§ Apply what you read:
a: Answer these from the book reviews:
(i) What source recommended By Nightfall to the writer?
(ii) In what year was Imre first published privately?
(iii) What evening and time does the writer have free?
b: Repeat the part of the book reviews between "Cunningham, more subtly" and "short, grab another).", inclusive.

§ Document excerpt:
------------------------------------

By Nightfall by Michael Cunningham

I really can’t mention Irving’s latest book without strongly recommending Michael Cunningham’s By Nightfall.  Both of these writers are on the cusp of being canonized in American literature (I hope), and both invent characters with a wide range of genders.  Cunningham’s book was recommended to me by our mutual advisor, Amazon.com.

Cunningham, more subtly than Irving, refutes the binary model of gender.  His expertly drawn protagonist, Peter Harris, demonstrates that romantic attraction is much stronger than sexual orientation. (Just you try splitting that hair without a microscope.)  Although some other characters in the book might dismiss Peter as a “metrosexual,” Peter could not sort himself out so neatly, especially not after the events in the book have unfolded.  Cunningham delicately posits the notion that there is no difference between gay and straight mortals, life and death being far more absorbing.  There is a thin gradation between gay and straight in all of Cunningham’s books, and an even more liminal boundary between youth and age.  If you only read one book on this list, make it By Nightfall (and then because it’s short, grab another).

Magical Thinking by Augusten Burroughs

As she turned in her ENG 494 final, Shelby gave me an assignment.  She laid her copy of Augusten Burroughs’ third memoir down with her test paper and asked me to read it.  How could I refuse?  It is the only example of the prolific Burroughs’ work I have read.  The book is a series of vignettes ranging from the creepy (trying to literally drown a rat in his bathtub) to the snarkily smart (gay couples trading in their trendy Shar Pei puppies when babies suddenly become more fashionable).

The shorthand is: Augusten Burroughs is the twenty-teens answer to the twenty-oughts’ David Sedaris.  Gay, trendy, wickedly smart, and just plain wicked, Burroughs’ book is a fun read.  It isn’t deep.  You could easily read it in a week by switching it out for HuffPo in your daily routine.  It isn’t better than a novel, but it’s worth perusing.

Imre by Edward Prime-Stevenson

Graduate student Claire drew up her own reading list for a directed study in queer literature this term, and the first book on it was Imre by Edward Prime-Stevenson.  First published privately in 1906, the book’s first person narrator, Oswald is an “invert” who meets a dashing army officer during a stay in Hungary.  The novella is divided into three chapters: the friendship, Oswald’s coming out, and the aftermath of that.

The book provides engaging documentation of the image of gay men and their excessive caution as closeted homosexuals.  Prime-Stevenson, and presumably Oswald, was born at about the same time as Oscar Wilde.  Like Radclyffe Hall later did in The Well of Loneliness, Prime-Stevenson incorporated the work of leading sexologists of the day into his story, including Oswald’s meeting with a psychoanalyst.   Imre also seems to be a clear antecedent, both in terms of its subject matter and its delayed printing, to Christopher Isherwood’s Christopher and His Kind. So, Imre is best known now by the books it might have encouraged, but it is worth being read itself.

Orlando, Virgina Woolf

I last read Orlando on a delayed flight from London in 1999 with the sweet sorrow of waving goodbye to teashops and the Thames upon my fingertips (making it easier, actually, to turn the pages back to reveal London’s history).  I’m thinking it is time to dip into Woolf’s love letter to Vita Sackville West again.  If you’re interested in reading it with me, let me know, and we’ll come up with a schedule.  Actually, a queer reading group on campus could have even broader parameters than the class!  Let me know if you’d be interested in joining.  I’ve got Wednesday evenings free at 8:00 p.m.

------------------------------------

Items from a data source
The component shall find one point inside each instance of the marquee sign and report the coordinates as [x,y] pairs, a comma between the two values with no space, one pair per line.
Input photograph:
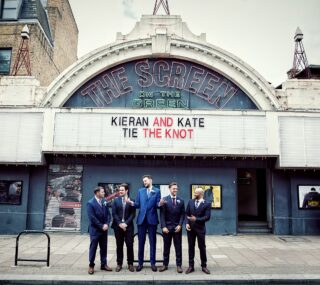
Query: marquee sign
[160,84]
[156,132]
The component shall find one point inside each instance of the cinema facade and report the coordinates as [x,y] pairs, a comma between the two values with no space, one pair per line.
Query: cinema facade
[161,101]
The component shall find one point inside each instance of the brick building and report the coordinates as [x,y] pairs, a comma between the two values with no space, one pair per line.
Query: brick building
[53,36]
[160,100]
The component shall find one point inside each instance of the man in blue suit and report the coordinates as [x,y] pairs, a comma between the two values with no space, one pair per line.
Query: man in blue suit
[123,215]
[148,200]
[99,219]
[172,215]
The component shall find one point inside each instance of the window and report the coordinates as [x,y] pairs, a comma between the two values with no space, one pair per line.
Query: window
[9,9]
[10,192]
[5,61]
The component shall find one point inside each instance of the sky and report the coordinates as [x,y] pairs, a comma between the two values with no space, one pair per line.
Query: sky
[260,32]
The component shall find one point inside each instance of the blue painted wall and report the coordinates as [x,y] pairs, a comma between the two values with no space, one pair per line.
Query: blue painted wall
[288,218]
[223,221]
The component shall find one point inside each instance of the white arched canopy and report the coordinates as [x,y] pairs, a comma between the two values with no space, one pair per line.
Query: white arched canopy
[162,46]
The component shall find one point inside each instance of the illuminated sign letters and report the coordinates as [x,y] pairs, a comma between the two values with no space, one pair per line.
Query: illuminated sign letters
[161,84]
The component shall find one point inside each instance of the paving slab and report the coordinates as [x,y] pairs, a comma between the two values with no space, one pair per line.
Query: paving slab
[242,259]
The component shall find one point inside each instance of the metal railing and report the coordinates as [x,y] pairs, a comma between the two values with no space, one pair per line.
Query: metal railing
[16,259]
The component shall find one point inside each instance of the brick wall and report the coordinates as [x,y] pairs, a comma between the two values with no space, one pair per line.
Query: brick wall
[47,61]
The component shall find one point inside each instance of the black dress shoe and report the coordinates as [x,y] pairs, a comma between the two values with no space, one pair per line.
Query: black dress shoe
[91,270]
[189,270]
[206,270]
[163,268]
[105,267]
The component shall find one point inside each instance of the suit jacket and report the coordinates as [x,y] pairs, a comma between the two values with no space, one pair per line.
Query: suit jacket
[117,212]
[98,216]
[148,206]
[172,216]
[202,214]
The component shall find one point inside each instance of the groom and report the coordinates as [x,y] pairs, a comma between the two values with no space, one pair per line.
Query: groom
[148,201]
[99,219]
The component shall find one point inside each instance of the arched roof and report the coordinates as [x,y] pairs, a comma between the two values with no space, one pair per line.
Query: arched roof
[156,36]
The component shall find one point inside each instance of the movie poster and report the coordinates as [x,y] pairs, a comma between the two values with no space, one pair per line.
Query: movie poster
[63,197]
[212,194]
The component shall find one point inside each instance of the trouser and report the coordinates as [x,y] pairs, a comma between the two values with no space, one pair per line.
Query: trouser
[177,241]
[121,238]
[200,236]
[142,231]
[102,240]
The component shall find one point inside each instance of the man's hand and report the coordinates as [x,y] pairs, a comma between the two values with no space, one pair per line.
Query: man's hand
[177,229]
[128,201]
[192,218]
[123,226]
[165,230]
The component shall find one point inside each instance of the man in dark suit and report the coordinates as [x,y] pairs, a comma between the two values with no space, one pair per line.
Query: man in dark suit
[198,212]
[148,200]
[123,215]
[99,219]
[172,215]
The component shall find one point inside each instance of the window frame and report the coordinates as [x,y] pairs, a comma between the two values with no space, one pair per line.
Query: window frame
[6,49]
[2,10]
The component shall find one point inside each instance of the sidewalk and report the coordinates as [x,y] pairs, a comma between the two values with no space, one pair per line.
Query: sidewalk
[242,259]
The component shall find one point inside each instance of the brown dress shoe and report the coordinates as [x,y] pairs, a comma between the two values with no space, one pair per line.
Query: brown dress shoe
[163,268]
[206,270]
[91,270]
[105,267]
[189,270]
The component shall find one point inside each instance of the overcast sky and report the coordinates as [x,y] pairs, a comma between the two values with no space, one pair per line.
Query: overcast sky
[260,32]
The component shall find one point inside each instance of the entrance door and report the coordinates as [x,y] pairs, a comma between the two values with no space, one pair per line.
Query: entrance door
[252,200]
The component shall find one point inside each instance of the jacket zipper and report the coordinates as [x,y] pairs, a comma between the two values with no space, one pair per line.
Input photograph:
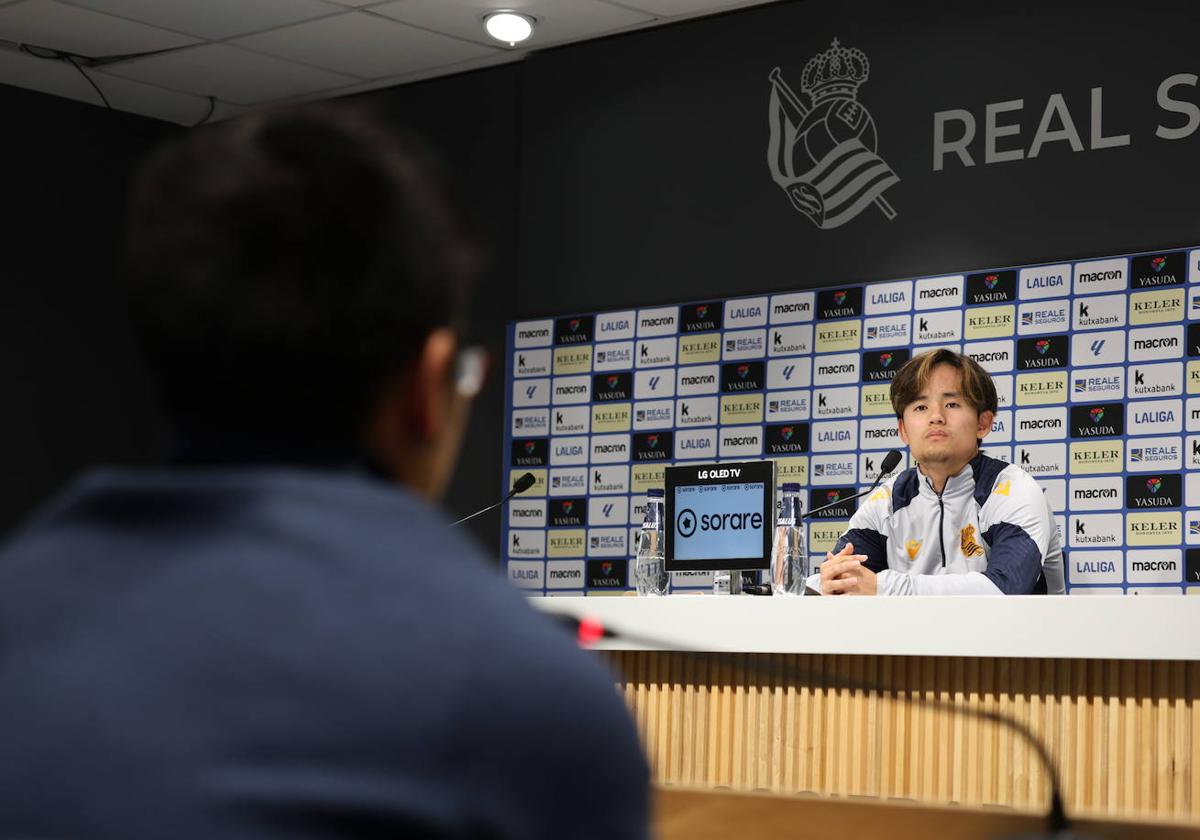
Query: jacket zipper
[941,525]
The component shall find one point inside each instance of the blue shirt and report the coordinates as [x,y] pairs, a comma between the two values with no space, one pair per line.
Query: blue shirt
[287,653]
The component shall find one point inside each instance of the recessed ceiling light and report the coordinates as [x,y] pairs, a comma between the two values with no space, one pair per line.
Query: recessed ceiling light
[511,28]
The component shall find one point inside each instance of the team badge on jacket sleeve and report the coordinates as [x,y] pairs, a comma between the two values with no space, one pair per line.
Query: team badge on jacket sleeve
[969,544]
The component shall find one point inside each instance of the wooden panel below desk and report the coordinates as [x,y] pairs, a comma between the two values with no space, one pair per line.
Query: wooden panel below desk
[1125,733]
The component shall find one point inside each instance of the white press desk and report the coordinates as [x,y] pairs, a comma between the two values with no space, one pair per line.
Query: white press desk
[1110,684]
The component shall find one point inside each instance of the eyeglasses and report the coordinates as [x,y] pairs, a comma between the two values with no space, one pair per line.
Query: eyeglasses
[471,371]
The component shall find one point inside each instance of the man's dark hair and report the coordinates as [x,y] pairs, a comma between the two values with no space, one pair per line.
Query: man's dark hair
[283,267]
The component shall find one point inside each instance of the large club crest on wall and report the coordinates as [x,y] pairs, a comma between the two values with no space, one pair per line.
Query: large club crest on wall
[823,155]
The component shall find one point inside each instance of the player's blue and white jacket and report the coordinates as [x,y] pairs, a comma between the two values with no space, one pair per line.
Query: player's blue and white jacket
[989,533]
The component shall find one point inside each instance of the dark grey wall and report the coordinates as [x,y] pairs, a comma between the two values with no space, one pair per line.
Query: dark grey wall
[75,394]
[472,120]
[634,171]
[646,174]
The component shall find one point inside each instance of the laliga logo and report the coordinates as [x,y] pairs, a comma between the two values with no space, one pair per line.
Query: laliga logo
[822,155]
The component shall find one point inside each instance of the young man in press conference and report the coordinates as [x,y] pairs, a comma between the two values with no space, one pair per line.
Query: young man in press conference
[957,522]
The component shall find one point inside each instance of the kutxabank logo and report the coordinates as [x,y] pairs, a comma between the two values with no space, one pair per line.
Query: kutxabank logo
[822,155]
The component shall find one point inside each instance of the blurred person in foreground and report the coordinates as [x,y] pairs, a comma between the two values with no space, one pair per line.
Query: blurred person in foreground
[957,522]
[279,635]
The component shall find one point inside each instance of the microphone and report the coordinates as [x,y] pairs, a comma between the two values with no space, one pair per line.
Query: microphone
[889,462]
[519,486]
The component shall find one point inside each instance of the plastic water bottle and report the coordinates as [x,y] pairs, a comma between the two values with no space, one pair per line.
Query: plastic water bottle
[789,561]
[649,570]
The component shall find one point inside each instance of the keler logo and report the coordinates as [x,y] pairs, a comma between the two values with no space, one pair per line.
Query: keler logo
[822,154]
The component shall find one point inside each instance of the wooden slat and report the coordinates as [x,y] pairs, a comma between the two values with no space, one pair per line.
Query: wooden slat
[1125,735]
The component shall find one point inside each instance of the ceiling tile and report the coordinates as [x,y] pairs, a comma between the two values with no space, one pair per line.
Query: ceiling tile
[361,45]
[214,19]
[61,79]
[237,76]
[57,25]
[558,21]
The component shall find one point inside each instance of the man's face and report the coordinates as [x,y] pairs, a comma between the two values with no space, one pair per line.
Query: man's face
[940,426]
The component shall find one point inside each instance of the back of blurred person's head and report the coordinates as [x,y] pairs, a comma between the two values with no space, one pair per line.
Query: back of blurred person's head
[299,280]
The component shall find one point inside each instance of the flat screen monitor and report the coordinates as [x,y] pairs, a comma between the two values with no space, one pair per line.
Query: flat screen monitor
[719,515]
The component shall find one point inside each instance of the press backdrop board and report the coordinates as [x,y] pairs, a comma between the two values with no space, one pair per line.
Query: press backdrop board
[1097,363]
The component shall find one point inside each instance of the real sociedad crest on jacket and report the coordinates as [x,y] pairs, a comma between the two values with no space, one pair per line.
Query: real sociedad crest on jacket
[822,155]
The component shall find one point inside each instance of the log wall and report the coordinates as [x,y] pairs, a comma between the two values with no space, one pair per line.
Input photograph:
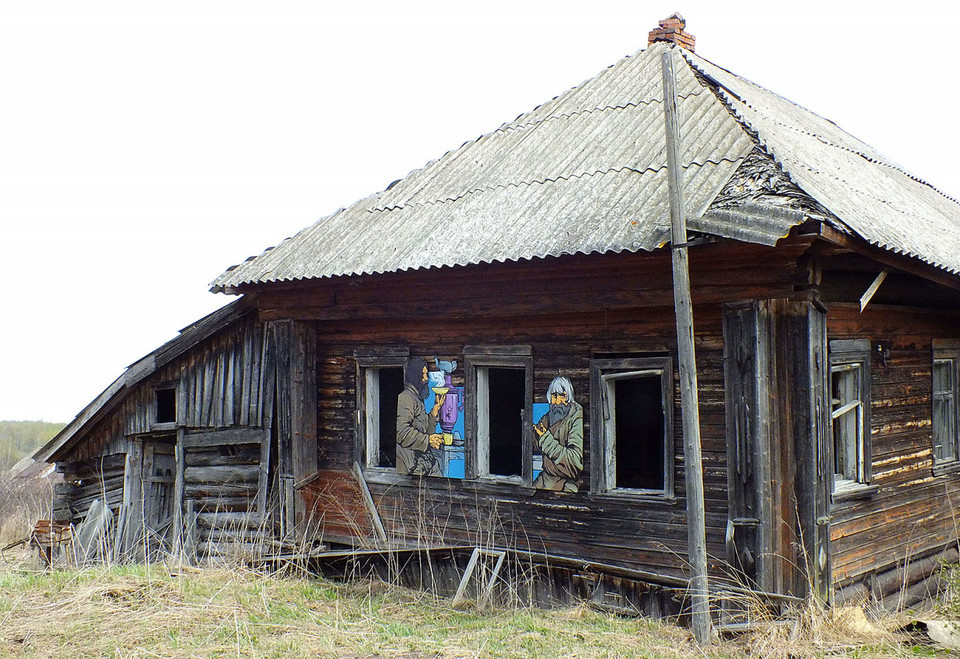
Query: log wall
[568,313]
[915,512]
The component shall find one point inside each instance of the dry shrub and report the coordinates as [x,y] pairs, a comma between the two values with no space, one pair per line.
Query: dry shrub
[815,631]
[22,503]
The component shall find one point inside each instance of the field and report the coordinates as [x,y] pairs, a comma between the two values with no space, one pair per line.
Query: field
[170,611]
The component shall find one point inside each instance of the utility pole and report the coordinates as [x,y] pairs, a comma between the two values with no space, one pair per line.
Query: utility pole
[696,526]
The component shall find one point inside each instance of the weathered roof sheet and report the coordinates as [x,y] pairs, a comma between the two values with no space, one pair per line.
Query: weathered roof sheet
[586,172]
[138,371]
[873,196]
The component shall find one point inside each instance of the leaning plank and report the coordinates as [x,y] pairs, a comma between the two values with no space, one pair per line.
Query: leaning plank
[216,490]
[228,519]
[368,502]
[223,437]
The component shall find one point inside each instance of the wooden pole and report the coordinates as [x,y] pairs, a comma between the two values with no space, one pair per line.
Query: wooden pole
[696,526]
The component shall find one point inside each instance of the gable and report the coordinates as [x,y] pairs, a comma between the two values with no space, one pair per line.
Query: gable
[582,173]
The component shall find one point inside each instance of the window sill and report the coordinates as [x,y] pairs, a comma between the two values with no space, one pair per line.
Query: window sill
[851,491]
[166,425]
[632,497]
[946,468]
[389,476]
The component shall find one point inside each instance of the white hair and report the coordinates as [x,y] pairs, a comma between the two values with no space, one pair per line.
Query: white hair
[560,385]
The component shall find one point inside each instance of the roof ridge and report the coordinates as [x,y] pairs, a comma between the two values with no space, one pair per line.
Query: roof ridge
[743,120]
[517,184]
[567,115]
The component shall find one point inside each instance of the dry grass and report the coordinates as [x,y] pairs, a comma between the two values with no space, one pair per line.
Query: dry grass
[173,611]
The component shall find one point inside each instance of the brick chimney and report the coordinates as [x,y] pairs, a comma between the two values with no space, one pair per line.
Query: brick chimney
[671,29]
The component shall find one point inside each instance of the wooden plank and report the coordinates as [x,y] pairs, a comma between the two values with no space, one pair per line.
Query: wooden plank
[224,437]
[178,492]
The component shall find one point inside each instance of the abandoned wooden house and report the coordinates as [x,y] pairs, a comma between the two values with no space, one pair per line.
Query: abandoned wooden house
[485,354]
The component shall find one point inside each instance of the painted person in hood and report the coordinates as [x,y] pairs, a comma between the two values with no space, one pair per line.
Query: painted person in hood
[417,440]
[560,439]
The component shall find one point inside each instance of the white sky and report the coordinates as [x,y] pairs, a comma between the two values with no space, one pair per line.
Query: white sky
[147,146]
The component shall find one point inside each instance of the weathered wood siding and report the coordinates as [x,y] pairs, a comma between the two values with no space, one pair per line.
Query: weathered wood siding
[568,313]
[914,513]
[220,383]
[224,391]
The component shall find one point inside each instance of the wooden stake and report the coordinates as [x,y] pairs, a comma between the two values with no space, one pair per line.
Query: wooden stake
[696,526]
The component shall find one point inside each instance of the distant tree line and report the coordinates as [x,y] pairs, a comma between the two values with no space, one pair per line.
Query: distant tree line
[19,439]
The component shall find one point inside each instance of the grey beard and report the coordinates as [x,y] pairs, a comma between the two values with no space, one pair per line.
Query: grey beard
[557,412]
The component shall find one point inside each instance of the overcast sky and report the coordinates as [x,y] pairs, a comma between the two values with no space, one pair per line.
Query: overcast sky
[147,146]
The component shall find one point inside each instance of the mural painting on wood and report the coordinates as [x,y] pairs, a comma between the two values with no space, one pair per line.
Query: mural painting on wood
[558,441]
[430,443]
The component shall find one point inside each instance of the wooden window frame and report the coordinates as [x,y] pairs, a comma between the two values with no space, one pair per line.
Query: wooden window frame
[478,360]
[603,374]
[848,356]
[947,353]
[159,426]
[369,364]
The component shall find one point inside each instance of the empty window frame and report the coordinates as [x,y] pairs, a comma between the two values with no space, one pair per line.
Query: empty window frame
[946,448]
[499,403]
[632,417]
[850,412]
[165,405]
[379,383]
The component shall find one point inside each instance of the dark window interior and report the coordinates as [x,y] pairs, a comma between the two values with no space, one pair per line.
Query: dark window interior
[507,401]
[639,428]
[166,405]
[391,384]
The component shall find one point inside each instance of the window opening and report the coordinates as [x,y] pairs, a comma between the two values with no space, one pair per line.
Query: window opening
[633,416]
[503,417]
[166,405]
[383,386]
[638,443]
[850,413]
[945,410]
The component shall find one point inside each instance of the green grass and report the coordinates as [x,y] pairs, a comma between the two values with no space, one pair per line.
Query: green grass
[139,611]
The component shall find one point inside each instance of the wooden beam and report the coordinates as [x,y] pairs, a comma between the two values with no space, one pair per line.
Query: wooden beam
[370,505]
[696,516]
[872,290]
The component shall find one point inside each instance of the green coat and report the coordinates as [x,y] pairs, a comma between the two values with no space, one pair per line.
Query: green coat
[562,448]
[414,427]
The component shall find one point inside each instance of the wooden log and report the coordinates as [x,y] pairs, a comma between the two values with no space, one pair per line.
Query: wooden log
[222,474]
[217,503]
[223,437]
[228,519]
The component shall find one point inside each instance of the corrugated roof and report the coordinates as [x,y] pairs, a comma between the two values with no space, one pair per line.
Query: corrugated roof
[586,172]
[873,196]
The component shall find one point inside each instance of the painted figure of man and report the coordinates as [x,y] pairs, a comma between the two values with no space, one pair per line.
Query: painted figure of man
[560,439]
[416,439]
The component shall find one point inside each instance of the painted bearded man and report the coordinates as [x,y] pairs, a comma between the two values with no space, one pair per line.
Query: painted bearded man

------------------------------------

§ Solutions per task:
a:
(i) Amazon.com
(ii) 1906
(iii) Wednesday evenings at 8:00 p.m.

b:
Cunningham, more subtly than Irving, refutes the binary model of gender.  His expertly drawn protagonist, Peter Harris, demonstrates that romantic attraction is much stronger than sexual orientation. (Just you try splitting that hair without a microscope.)  Although some other characters in the book might dismiss Peter as a “metrosexual,” Peter could not sort himself out so neatly, especially not after the events in the book have unfolded.  Cunningham delicately posits the notion that there is no difference between gay and straight mortals, life and death being far more absorbing.  There is a thin gradation between gay and straight in all of Cunningham’s books, and an even more liminal boundary between youth and age.  If you only read one book on this list, make it By Nightfall (and then because it’s short, grab another).